According to the text on capillaritis and CTCL, what is another name for the pigmented progressive purpuric dermatoses (PPPD)?

## [Exercise text]
########

A plethora of nonspecific cutaneous findings have been reported as having the potential to give rise to CTCL. One such generic premalignant group includes the pigmented progressive purpuric dermatoses (PPPD), otherwise known as capillaritis. The term PPPD encompasses progressive pigmentary dermatosis (Schamberg purpura), purpura annularis telangiectodes (Majocchi disease), lichen aureus, eczematous purpura of Doucas and Kapetanakis, and purpuric lichenoid dermatosis of Gougerot-Blum [6]. The skin histology shows a gamut of erythrocyte extravasation, hemosiderin deposition, and lymphocytic infiltrate. Currently a handful of cases of CTCL preceded by capillaritis has been reported [2, 7, 8, 9, 10, 11, 12, 13] although the majority of the cases of capillaritis are benign and spontaneously regress. Martinez et al. have recognized several important clinicopathological correlations that suggest increased evolution. Such findings include parapsoriasis, younger age at presentation (between the second and fourth decades), widespread eruptive lesions, polymorphous eosinophilic and plasmacytic infiltrate, epidermotropism, lichenoid bands in the papillary dermis, and the presence of atypical lymphocytes [7].

########

[Stored data entries]
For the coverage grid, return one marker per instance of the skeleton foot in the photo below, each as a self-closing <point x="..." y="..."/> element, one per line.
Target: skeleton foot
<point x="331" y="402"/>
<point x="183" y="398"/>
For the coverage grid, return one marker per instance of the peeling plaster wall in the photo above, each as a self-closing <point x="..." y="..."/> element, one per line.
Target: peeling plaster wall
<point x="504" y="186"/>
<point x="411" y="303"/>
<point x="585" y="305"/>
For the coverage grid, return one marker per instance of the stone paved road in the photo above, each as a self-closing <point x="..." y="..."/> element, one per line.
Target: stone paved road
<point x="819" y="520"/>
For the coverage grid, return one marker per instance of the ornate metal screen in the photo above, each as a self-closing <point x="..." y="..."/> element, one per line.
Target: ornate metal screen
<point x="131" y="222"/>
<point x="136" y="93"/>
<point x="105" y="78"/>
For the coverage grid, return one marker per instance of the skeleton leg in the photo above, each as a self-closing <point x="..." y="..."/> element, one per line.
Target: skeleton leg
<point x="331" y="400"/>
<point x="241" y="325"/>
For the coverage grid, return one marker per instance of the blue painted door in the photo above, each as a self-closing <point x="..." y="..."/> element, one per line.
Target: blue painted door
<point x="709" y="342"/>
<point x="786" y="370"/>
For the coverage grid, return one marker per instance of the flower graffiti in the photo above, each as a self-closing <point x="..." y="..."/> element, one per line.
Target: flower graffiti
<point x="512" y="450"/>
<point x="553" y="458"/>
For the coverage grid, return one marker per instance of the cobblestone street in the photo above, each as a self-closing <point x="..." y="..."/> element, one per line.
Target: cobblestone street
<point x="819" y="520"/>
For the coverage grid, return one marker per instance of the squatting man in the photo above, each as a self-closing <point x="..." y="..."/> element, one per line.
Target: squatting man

########

## [Written response]
Capillaritis.